■ EXERCISE: Working from the records below, repeat exactly the lines starting at the line that contains "Target: cliff face" and ending at the line that contains "Target: harbor water", inclusive.

■ ENTRIES PROVIDED:
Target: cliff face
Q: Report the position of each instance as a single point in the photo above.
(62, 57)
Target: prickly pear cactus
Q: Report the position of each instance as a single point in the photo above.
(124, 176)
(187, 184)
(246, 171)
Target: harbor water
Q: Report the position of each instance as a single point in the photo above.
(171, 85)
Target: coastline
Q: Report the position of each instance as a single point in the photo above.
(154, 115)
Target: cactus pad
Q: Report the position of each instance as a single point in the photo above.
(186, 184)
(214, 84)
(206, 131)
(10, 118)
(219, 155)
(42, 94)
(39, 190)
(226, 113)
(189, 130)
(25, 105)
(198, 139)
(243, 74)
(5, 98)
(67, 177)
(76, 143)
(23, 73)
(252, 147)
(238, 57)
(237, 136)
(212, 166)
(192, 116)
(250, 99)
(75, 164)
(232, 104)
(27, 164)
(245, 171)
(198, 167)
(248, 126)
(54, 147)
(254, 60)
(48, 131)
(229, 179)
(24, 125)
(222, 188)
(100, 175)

--

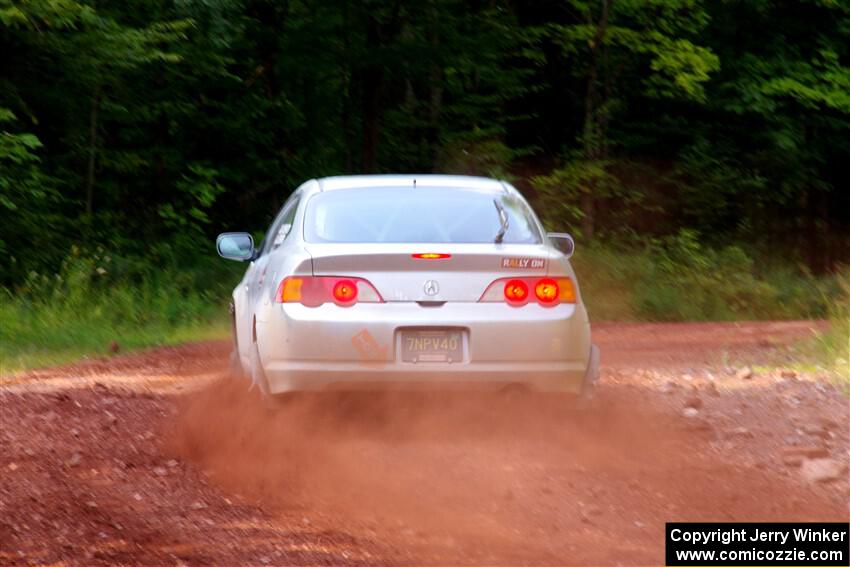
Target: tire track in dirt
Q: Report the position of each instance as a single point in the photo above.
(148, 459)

==

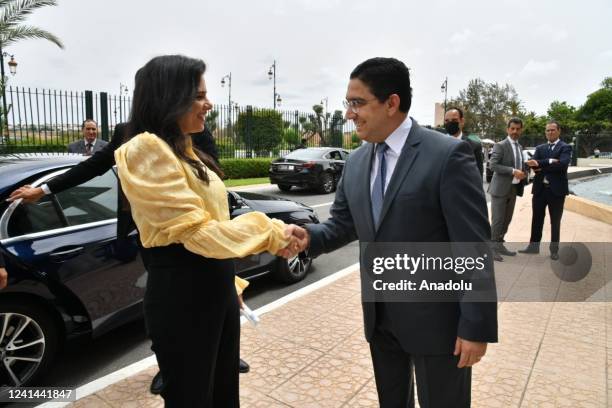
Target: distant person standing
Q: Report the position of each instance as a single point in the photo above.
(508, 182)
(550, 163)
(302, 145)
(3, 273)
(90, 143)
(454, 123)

■ EXERCISE OUTPUT:
Target: cliff face
Q: Report the position of each instance as a single point in the photo above.
(62, 57)
Target: prickly pear cactus
Q: Report the position of each instance as a single point in the photo above.
(124, 176)
(187, 184)
(246, 171)
Target: harbor water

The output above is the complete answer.